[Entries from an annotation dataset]
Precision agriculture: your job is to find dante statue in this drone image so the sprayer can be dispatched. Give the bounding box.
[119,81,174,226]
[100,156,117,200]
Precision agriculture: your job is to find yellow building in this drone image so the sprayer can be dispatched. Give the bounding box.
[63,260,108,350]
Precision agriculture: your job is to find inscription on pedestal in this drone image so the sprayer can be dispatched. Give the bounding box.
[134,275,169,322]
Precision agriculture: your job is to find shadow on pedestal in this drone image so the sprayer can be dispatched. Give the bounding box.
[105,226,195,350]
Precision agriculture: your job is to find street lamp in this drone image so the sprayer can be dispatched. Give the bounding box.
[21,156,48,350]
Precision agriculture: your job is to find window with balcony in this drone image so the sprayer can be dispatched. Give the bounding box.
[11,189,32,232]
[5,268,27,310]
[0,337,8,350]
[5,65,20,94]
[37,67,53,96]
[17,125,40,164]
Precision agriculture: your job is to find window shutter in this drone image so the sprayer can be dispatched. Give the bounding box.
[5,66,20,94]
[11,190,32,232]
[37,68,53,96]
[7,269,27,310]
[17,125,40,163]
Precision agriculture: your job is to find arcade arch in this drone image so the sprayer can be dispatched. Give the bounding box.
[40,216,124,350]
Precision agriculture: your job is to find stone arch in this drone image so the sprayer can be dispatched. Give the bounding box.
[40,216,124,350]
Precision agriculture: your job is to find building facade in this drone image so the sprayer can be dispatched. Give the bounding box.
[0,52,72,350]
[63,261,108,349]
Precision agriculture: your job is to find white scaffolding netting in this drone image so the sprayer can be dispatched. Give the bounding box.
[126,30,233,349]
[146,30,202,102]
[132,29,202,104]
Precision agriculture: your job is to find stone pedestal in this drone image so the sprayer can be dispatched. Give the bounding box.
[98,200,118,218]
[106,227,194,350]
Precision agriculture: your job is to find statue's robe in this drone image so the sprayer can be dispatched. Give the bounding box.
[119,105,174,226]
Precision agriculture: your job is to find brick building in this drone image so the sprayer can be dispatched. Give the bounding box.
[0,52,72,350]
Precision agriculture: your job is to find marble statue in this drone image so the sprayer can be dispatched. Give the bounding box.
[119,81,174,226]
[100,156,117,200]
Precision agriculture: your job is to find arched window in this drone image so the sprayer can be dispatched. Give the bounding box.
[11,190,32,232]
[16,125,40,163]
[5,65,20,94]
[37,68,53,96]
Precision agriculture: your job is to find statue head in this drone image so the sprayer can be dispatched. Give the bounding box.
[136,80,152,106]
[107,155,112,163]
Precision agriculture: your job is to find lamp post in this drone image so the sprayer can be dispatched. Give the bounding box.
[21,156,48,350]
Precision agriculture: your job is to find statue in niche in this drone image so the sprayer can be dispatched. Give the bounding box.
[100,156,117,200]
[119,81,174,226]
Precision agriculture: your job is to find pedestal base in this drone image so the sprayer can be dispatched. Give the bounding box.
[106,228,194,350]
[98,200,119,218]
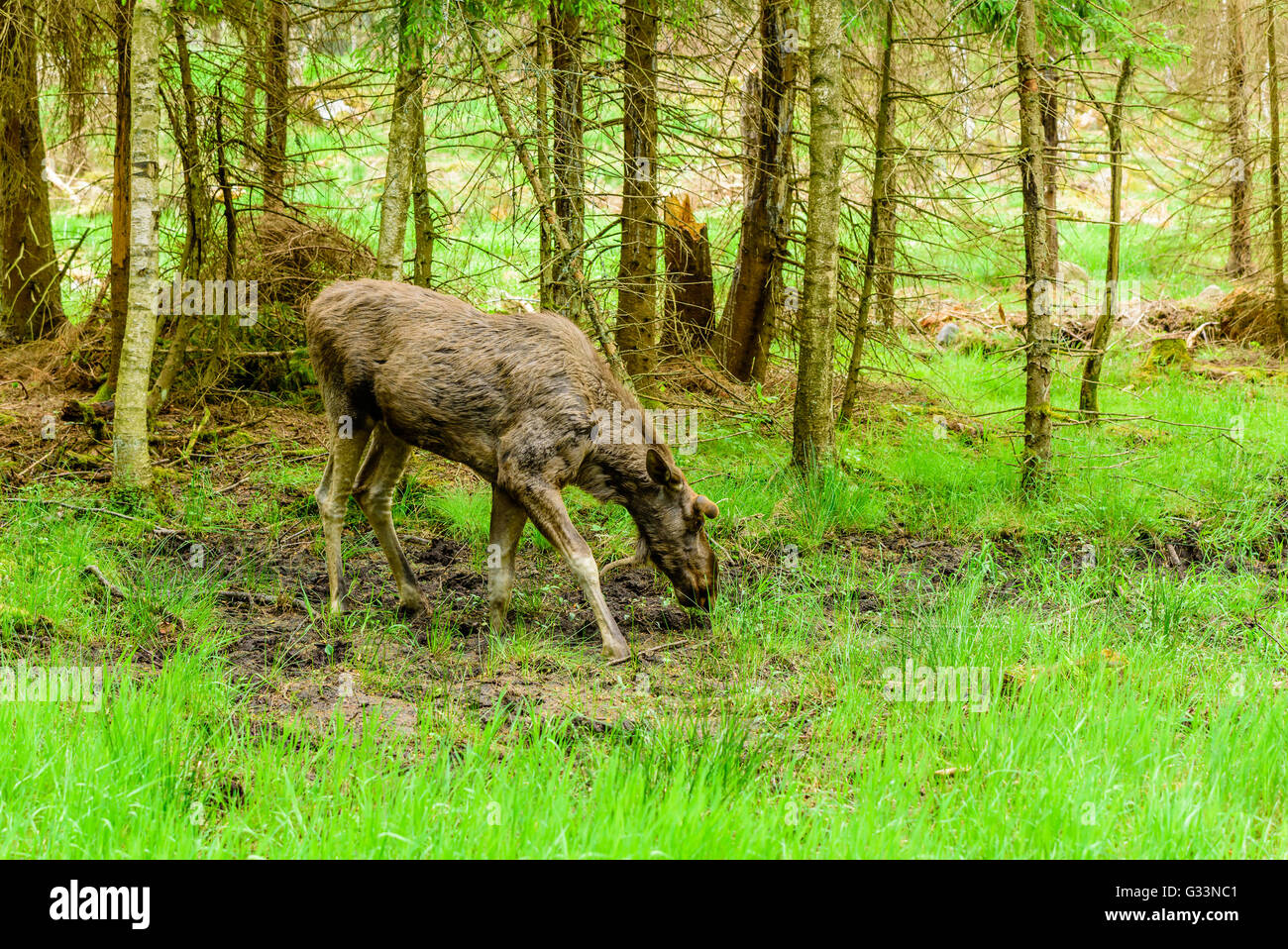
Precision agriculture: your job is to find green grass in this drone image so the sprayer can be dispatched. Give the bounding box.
[0,342,1288,858]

- **WHAT YOU HAVE TO DO**:
Update all of the rows above by replacing "sprayer" with "harvester" wherever it appears, keeping everything else the same. Leave the pictures out.

- **EXERCISE RESULT**:
Precision agriculture: your job is to find dante statue in this drone image so the harvester can be dispatched. Give the bounding box.
[119,81,174,226]
[100,156,117,200]
Precision agriculture: your job is to find yellow building in this drone image so the harvester can be dispatched. Give the bounding box.
[63,260,108,350]
Precision agriculture: your job is to find inscription on pedestal in this drone image so the harvester can be dispatched. Give the bounding box.
[134,275,169,322]
Precision agriculture: your job is to find shadow on pedestal in this drone image so the harvester can be dispatched. Give the bounding box.
[105,226,195,350]
Precision agriculture: your job is to find street lamp in this drone image so the harvester can be dispatched. Give the bounding box.
[21,156,48,350]
Precision agriculture: your job is to find window with balcony in this drone image so the harvester can be dispatched. Give the bounding box.
[11,189,32,232]
[5,268,27,310]
[0,337,8,350]
[5,65,20,94]
[37,67,53,96]
[17,125,40,164]
Precision agriculture: your job is to find window shutter in this drone image so the harvester can be dispatched. Give the bounding box.
[5,66,20,94]
[11,190,32,232]
[37,68,53,96]
[7,269,27,310]
[17,125,40,163]
Precision agriculture: your job is to find arcade arch in this drone image so the harvester can be dispatched. Give the bounding box.
[40,216,124,350]
Precision agriculture: your job is to find stone arch in this drone image so the harvester can be dispatched. Give the bounding box.
[40,216,124,350]
Precision agriculture: your job is to find building facade in this drone image so the harvester can be dispatched. Give the bounding box.
[0,52,72,350]
[63,261,108,349]
Precision agriculture: your job is to find white scaffolding netting in this drone image so the harvester can be dispatched. Give the bounding box.
[126,30,233,349]
[146,30,202,102]
[132,29,202,104]
Precision agriculture: your job is to find stone pedestal in this drone image so the harvester can be dispatched. Give the bounding box.
[98,200,118,218]
[106,227,194,350]
Precision agriculture: your job is to find statue's robe in this drone image so the harvester can be dispatched. Give the bounding box.
[119,105,174,226]
Precision agriculture: your job is to find brick building in this drone image so the harvester can be dispatched. Give the bounding box.
[0,52,72,350]
Precision agriculture: your job is to find marble statue in this drone image so the harvester can be dispatched. Give the bounding box.
[119,81,174,226]
[100,156,117,200]
Precision agriculture: your job is to find arched window in this drone image so the harvester can be dispatched. Give the bounding box.
[11,190,32,232]
[16,125,40,163]
[5,65,20,94]
[37,68,53,96]
Precision agriculture: your job is to find statue head in this drone image so the harvester can be dispatched. Give the bounding box.
[136,80,152,106]
[107,155,112,163]
Precision agriculture: your job is to find lamp post in this drone image so the harvester can be dispatched. Give the bounding box.
[21,156,48,350]
Precision agriculture: your job is to find statue in niche in this drone image so the harvester can be dispatched. Give the bounding box.
[100,156,117,200]
[119,81,174,226]
Precision agriculture: your job is to find pedestal base in this drone image so the harvester can be dispatched. Give the bounding box.
[106,228,194,350]
[98,200,119,218]
Precision agriculture: your job is to find green grass in this drone image so the harvester can be dispatched. Give the bounding box.
[0,342,1288,858]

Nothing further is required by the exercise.